*What the task asks*.
Please change "baseball cap" to "sun hat" in the part that opens with the line containing "Where can the batik" and closes with the line containing "[[115, 144], [99, 152]]", and give only those lines with nothing else altered.

*Excerpted records*.
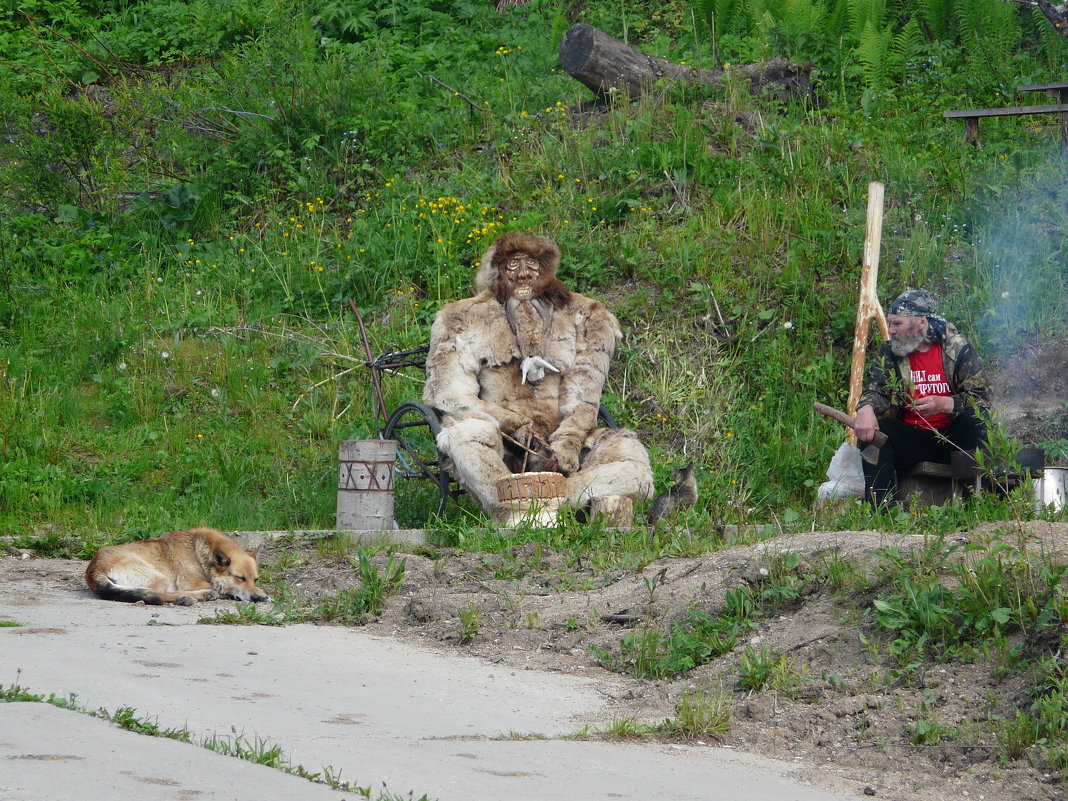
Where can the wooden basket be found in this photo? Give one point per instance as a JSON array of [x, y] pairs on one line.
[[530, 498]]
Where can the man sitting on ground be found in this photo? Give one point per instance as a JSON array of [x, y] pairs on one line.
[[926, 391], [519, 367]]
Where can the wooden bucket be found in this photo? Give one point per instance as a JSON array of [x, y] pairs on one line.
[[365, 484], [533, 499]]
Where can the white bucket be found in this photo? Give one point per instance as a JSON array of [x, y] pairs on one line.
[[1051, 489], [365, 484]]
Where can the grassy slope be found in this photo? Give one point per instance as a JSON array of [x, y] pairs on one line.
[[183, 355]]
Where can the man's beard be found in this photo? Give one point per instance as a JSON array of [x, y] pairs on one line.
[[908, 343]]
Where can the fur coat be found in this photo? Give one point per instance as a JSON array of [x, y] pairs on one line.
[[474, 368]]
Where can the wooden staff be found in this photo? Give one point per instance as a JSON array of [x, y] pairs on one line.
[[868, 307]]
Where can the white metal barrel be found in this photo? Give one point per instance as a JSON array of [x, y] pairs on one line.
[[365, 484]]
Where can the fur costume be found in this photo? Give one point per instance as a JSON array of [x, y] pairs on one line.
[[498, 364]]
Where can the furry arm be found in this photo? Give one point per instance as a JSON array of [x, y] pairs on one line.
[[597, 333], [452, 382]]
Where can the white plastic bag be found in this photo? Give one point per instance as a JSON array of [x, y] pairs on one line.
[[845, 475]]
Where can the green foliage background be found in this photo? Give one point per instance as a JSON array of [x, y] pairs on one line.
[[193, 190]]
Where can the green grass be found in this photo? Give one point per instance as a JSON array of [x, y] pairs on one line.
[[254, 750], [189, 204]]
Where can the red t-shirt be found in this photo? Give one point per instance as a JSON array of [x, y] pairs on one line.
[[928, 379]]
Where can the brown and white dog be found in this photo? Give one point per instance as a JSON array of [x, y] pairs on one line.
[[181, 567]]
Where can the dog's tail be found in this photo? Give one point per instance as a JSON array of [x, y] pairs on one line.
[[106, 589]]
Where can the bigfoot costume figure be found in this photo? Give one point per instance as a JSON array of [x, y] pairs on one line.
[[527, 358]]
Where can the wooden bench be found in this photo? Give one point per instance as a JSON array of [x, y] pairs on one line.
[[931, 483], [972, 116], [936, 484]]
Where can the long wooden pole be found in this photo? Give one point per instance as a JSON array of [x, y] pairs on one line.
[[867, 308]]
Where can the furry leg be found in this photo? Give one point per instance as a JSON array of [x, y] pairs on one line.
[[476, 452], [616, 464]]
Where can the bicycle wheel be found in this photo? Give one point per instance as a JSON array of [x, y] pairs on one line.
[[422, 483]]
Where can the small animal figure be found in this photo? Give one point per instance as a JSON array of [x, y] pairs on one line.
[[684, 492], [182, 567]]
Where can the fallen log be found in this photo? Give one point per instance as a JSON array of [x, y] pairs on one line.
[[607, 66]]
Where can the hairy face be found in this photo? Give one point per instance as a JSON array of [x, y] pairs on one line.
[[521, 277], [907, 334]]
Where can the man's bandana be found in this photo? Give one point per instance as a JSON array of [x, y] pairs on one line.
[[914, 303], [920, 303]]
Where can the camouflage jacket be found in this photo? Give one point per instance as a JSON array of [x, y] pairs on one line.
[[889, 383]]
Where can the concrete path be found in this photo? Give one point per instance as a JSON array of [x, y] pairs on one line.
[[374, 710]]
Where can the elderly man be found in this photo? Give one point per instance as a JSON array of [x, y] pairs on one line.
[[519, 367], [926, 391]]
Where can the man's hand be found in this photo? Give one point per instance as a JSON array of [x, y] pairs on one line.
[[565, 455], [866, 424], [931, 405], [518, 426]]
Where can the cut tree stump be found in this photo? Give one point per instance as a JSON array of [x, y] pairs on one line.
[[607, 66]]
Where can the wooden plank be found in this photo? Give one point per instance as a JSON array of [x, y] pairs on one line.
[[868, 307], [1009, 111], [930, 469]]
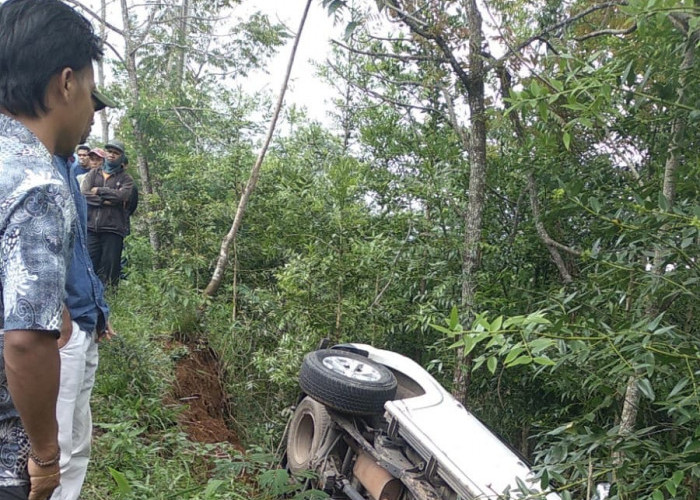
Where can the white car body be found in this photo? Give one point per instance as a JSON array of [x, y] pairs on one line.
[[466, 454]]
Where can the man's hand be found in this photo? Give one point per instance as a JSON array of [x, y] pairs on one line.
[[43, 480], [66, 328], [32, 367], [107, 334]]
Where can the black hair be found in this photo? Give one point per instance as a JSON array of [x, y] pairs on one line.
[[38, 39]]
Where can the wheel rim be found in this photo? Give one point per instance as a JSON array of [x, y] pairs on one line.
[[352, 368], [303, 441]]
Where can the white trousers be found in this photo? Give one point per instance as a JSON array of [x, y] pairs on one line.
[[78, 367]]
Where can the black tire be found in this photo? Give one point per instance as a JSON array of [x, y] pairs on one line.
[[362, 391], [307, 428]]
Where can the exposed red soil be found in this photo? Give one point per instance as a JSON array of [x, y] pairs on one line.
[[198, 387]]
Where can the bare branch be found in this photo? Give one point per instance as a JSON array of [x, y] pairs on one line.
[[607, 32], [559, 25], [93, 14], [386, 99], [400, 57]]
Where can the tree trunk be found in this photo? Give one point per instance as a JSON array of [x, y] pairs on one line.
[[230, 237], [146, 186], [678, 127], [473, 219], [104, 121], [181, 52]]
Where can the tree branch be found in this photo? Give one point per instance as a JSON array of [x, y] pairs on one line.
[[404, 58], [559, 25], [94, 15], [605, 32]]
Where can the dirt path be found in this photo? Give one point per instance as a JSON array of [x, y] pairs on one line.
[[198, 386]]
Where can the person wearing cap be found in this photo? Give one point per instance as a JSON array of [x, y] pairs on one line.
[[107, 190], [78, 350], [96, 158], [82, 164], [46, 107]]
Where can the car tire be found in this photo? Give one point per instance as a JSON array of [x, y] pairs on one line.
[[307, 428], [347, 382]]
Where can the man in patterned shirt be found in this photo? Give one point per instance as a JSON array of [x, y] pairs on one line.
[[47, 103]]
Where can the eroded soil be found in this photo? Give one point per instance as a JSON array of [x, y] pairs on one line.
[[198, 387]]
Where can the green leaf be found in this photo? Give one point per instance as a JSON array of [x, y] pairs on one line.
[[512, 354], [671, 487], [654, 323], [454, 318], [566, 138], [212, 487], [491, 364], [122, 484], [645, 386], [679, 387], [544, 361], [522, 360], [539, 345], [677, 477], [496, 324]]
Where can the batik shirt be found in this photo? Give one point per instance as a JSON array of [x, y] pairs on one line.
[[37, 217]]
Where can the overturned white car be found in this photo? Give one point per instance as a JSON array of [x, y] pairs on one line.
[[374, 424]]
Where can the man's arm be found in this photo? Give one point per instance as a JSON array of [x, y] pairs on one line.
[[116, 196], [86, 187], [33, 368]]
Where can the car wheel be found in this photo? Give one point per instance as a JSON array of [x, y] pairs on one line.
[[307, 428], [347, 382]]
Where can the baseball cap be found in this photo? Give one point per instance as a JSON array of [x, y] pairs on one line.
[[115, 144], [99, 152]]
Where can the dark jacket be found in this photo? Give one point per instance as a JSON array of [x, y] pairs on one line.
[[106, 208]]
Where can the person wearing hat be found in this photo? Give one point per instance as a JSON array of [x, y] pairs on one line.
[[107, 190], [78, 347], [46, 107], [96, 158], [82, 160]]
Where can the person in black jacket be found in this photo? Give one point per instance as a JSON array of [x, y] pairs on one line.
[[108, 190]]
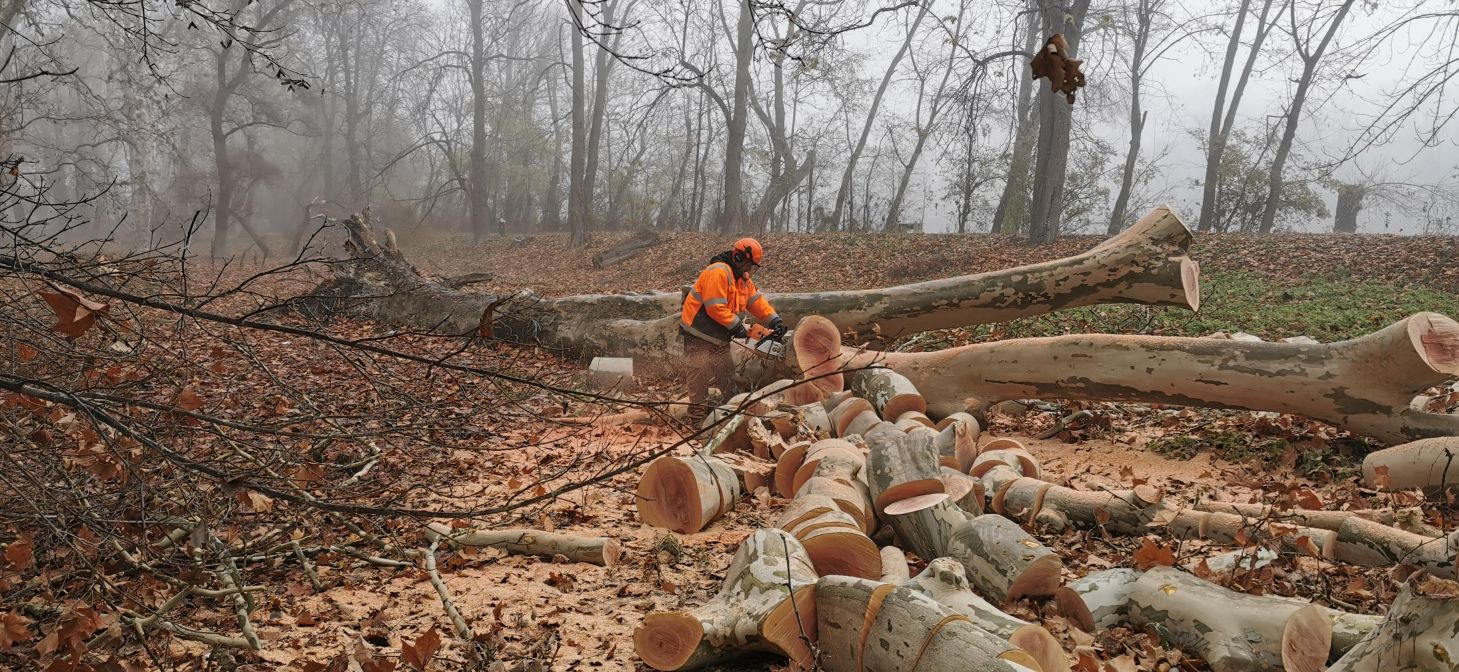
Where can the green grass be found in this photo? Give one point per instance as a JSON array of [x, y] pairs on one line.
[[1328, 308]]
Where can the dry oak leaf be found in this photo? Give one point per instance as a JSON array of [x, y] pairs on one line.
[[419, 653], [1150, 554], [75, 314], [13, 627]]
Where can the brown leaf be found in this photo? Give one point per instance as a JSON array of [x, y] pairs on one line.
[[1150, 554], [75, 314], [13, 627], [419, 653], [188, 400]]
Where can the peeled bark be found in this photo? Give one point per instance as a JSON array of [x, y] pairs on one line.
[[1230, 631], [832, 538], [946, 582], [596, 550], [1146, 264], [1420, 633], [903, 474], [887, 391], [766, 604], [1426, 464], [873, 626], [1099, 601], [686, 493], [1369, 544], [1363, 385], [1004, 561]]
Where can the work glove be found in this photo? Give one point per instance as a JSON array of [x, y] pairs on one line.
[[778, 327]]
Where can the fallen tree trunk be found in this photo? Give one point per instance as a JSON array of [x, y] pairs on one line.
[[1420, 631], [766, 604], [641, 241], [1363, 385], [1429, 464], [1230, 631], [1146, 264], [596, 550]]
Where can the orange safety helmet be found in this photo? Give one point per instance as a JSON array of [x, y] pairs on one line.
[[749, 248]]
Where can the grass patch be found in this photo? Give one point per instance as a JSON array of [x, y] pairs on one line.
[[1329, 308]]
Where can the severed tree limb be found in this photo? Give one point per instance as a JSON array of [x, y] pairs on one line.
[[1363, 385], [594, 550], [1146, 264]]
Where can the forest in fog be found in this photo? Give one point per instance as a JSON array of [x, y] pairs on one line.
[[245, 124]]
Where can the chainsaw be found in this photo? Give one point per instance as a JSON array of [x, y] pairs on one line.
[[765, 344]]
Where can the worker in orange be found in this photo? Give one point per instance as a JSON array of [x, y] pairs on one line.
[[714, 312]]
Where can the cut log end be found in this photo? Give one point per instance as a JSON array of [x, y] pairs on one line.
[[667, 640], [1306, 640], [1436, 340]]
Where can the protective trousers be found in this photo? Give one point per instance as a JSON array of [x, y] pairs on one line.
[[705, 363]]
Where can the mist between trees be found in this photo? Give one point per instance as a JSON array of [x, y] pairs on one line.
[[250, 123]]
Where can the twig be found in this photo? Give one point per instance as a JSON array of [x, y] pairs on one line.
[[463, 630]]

*Correct output*.
Where can the batik shirt be found in this photo? Give one point per instance as a JSON array of [x, y] pairs on one line.
[[37, 217]]
Where can the overturned white car be found in this photo? Give one point per instance as a JSON array of [x, y] pairs on one line.
[[374, 424]]
Where can the man's arm be found in this photo? Give one point per instance as a JSON array of [x, y] pairs on one line.
[[116, 196], [86, 187], [33, 368]]
Where can the car wheel be found in this photo? Give one point per instance as a JSON array of [x, y] pairs on one line.
[[307, 428], [347, 382]]
Where can the sun hat be found in this photo? Give one point per instance as a JSON array of [x, y] pairs on one line.
[[115, 144], [99, 152]]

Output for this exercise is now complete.